_Quoted passage_
====================

Our survey shows that AI developers are only starting to use tools for data and model versioning. For data versioning, 35% of the respondents are using homegrown tools, while 46% responded “none of the above,” which we take to mean they’re using nothing more than a database. 9% are using DVC, 8% are using tools from Weights & Biases, and 5% are using Pachyderm.
Tools for model and experiment tracking were used more frequently, although the results are fundamentally the same. 29% are using homegrown tools, while 34% said “none of the above.” The leading tools were MLflow (27%) and Kubeflow (18%), with Weights & Biases at 8%.
Respondents who are considering or evaluating AI are even less likely to use data versioning tools: 59% said “none of the above,” while only 26% are using homegrown tools. Weights & Biases was the most popular third-party solution (12%). When asked about model and experiment tracking, 44% said “none of the above,” while 21% are using homegrown tools. It’s interesting, though, that in this group, MLflow (25%) and Kubeflow (21%) ranked above homegrown tools.
Although the tools available for versioning models and data are still rudimentary, it’s disturbing that so many practices, including those that have AI products in production, aren’t using them. You can’t reproduce results if you can’t reproduce the data and the models that generated the results. We’ve said that a quarter of respondents considered their AI practice mature—but it’s unclear what maturity means if it doesn’t include reproducibility.

====================

_Given information_

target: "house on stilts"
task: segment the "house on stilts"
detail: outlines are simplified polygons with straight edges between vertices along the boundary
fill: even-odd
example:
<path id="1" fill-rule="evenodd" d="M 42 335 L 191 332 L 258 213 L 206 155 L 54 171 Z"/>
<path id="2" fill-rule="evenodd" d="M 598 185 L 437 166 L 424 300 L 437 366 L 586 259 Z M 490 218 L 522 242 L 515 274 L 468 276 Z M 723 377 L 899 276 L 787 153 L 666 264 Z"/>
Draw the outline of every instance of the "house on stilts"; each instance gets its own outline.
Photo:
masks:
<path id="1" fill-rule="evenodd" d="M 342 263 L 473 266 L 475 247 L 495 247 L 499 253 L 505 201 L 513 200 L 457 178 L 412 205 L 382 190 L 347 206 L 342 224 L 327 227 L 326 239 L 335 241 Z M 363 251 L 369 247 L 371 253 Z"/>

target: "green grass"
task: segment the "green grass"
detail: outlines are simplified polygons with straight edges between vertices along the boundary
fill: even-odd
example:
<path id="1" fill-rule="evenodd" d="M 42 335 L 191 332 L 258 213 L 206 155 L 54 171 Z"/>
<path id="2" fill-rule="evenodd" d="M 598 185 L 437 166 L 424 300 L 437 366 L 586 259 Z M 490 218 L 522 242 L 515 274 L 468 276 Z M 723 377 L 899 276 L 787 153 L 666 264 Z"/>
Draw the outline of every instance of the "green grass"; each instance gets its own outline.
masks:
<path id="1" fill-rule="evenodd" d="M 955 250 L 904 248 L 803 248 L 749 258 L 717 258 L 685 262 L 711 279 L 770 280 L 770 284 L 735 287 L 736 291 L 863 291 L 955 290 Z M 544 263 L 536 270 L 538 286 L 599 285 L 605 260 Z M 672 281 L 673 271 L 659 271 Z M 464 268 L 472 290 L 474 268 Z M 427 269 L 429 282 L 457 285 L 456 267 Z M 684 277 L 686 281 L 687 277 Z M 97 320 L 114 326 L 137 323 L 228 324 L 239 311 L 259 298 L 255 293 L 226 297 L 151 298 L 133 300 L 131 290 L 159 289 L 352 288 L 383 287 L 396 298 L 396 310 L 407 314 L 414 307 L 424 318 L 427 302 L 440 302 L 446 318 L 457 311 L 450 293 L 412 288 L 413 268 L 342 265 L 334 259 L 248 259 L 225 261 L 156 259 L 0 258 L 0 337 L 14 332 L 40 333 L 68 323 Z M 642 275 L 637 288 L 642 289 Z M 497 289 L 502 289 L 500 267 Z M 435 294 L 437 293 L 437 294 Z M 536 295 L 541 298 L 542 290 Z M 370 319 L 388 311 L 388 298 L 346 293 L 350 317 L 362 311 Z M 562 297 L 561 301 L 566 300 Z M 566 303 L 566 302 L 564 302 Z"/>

====================

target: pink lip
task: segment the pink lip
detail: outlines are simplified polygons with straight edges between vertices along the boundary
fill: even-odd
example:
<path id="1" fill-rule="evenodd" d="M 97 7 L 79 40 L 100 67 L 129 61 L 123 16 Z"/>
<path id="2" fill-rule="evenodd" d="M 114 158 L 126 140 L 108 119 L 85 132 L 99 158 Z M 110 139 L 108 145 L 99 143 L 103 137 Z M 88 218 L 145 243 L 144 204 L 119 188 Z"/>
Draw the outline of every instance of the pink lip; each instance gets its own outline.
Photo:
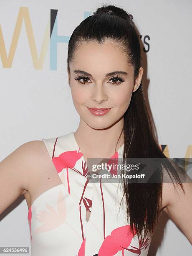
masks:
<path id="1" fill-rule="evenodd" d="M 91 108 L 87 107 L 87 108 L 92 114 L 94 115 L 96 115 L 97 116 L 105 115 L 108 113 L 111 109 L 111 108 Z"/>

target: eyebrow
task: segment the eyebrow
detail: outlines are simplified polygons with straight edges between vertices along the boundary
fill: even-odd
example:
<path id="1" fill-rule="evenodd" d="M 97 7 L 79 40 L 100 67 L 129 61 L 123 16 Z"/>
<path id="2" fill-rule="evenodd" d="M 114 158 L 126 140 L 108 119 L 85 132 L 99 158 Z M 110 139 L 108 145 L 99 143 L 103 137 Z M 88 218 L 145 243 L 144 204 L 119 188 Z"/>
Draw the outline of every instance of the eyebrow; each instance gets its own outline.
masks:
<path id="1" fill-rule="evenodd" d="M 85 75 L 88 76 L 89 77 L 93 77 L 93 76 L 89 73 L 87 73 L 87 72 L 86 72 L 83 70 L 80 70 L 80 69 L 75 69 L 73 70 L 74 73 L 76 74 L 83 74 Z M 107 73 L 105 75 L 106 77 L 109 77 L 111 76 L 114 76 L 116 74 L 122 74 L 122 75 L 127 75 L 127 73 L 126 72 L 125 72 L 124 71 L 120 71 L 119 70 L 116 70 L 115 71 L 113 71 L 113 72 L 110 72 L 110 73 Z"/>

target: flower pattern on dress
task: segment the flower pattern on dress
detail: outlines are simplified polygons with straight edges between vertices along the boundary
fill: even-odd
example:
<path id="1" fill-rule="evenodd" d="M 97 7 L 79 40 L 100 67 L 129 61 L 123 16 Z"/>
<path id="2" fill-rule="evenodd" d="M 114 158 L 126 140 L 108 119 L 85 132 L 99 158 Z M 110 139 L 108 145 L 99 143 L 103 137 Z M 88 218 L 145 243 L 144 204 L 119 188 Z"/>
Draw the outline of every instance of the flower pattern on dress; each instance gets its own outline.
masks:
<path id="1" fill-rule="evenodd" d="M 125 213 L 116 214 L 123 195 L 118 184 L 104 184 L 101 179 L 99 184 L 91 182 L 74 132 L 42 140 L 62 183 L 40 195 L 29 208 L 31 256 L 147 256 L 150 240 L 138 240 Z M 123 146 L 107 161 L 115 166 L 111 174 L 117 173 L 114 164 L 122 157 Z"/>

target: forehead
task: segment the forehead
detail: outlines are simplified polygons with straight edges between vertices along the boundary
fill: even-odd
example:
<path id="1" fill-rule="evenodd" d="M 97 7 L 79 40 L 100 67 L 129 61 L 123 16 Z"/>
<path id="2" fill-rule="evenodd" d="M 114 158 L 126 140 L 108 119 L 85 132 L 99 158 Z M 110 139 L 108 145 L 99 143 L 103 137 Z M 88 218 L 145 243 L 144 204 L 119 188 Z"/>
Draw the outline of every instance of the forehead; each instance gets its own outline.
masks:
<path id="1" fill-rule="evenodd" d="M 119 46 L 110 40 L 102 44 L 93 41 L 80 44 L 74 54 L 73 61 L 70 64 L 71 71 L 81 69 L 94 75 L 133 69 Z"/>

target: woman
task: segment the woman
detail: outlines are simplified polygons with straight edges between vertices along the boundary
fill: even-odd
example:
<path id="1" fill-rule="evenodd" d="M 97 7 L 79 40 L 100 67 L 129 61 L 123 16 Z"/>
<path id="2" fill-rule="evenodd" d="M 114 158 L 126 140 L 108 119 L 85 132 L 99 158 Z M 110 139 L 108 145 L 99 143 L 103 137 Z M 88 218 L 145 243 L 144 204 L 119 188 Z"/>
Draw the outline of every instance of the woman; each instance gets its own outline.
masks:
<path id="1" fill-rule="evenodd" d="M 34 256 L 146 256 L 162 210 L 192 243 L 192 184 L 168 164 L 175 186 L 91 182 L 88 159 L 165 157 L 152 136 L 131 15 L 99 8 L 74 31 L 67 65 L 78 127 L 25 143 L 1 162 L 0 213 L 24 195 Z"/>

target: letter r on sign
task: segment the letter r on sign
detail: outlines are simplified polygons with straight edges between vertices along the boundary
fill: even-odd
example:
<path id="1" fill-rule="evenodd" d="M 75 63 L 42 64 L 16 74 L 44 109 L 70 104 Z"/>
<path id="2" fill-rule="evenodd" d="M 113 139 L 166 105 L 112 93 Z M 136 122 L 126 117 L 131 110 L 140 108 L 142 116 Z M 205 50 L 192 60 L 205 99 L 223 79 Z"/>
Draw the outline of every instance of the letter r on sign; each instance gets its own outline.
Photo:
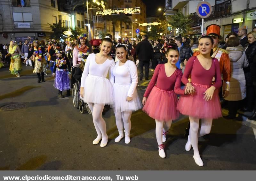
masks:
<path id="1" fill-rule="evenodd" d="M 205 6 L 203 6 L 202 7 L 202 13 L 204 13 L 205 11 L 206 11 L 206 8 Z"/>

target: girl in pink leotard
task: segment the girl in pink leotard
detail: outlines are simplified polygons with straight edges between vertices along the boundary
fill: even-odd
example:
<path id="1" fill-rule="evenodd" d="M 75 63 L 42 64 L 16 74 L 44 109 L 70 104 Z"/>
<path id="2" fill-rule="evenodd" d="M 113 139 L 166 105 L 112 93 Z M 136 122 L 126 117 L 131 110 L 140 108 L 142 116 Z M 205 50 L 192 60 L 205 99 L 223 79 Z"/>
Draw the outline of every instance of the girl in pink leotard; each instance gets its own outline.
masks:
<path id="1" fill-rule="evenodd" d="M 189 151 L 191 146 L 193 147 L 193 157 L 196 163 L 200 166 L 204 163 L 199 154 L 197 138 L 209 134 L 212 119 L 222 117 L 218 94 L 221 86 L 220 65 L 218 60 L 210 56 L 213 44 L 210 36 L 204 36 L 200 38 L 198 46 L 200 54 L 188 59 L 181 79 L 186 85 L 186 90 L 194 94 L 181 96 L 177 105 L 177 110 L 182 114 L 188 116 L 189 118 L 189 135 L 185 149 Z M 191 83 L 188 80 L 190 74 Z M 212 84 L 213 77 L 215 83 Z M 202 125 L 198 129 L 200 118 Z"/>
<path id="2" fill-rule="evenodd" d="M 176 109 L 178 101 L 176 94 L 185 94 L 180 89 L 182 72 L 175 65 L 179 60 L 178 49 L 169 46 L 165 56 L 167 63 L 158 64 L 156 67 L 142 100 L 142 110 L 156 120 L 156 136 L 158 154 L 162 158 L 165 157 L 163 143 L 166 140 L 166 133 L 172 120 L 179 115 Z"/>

====================

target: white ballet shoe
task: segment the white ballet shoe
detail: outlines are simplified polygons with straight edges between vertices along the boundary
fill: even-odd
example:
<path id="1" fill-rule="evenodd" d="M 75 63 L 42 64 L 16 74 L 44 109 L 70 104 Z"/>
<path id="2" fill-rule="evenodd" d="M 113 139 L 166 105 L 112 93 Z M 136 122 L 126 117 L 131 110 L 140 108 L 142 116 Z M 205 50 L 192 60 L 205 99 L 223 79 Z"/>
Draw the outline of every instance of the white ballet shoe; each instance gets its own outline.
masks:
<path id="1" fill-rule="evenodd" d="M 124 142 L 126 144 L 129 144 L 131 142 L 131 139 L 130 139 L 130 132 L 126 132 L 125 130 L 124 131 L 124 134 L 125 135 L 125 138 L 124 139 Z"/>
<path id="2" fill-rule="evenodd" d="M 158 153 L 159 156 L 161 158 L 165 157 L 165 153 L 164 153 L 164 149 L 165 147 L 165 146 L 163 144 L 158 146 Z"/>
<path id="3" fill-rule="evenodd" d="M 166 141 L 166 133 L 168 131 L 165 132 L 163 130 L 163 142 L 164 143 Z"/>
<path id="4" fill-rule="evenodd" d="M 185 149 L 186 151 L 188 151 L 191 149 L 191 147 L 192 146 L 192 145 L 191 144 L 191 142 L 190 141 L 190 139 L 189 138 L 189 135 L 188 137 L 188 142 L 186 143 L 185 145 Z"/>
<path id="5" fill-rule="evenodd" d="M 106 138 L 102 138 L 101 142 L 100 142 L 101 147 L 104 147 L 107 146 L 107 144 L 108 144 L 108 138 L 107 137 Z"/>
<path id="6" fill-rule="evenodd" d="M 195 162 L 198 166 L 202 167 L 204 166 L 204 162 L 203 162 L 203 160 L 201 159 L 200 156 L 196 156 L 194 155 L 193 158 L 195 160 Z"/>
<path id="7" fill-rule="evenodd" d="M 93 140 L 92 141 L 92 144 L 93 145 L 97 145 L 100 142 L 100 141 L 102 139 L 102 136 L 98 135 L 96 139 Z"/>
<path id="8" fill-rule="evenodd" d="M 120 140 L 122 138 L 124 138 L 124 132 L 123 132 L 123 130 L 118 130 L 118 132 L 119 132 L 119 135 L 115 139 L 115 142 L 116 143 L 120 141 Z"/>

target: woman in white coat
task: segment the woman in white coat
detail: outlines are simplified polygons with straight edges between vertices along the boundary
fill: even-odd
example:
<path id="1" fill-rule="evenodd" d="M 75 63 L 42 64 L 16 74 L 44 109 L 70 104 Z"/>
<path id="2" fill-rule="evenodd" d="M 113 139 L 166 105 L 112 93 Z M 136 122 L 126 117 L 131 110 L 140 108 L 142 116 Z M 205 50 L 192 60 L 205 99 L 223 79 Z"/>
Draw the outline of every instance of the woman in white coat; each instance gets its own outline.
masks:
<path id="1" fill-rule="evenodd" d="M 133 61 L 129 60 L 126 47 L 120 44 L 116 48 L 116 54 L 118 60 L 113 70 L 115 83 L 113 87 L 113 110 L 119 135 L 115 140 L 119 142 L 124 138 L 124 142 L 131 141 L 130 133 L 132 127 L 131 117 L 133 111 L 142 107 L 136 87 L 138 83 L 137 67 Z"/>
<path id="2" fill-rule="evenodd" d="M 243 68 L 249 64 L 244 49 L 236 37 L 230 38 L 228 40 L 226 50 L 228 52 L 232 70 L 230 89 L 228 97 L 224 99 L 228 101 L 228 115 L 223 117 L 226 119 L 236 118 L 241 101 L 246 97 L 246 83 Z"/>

====================

_Required action 1_
Translate this sentence from the survey passage on versioning tools into Spanish: "You can’t reproduce results if you can’t reproduce the data and the models that generated the results."
_Required action 2_
Carry on the survey passage on versioning tools from its last sentence.
The items are separate material, unrelated to the survey passage on versioning tools.

_Reply 1_
No se pueden reproducir los resultados si no se pueden reproducir los datos y los modelos que generaron esos resultados.

_Reply 2_
The Bottom Line
In the past two years, the audience for AI has grown, but it hasn’t changed much: Roughly the same percentage of respondents consider themselves to be part of a “mature” practice; the same industries are represented, and at roughly the same levels; and the geographical distribution of our respondents has changed little.
We don’t know whether to be gratified or discouraged that only 50% of the respondents listed privacy or ethics as a risk they were concerned about. Without data from prior years, it’s hard to tell whether this is an improvement or a step backward. But it’s difficult to believe that there are so many AI applications for which privacy, ethics, and security aren’t significant risks.
Tool usage didn’t present any big surprises: the field is dominated by scikit-learn, TensorFlow, PyTorch, and Keras, though there’s a healthy ecosystem of open source, commercially licensed, and cloud native tools. AutoML has yet to make big inroads, but respondents representing less mature practices seem to be leaning toward automated tools and are less likely to use scikit-learn.
The number of respondents who aren’t addressing data or model versioning was an unwelcome surprise. These practices should be foundational: central to developing AI products that have verifiable, repeatable results. While we acknowledge that versioning tools appropriate to AI applications are still in their early stages, the number of participants who checked “none of the above” was revealing—particularly since “the above” included homegrown tools. You can’t have reproducible results if you don’t have reproducible data and models. Period.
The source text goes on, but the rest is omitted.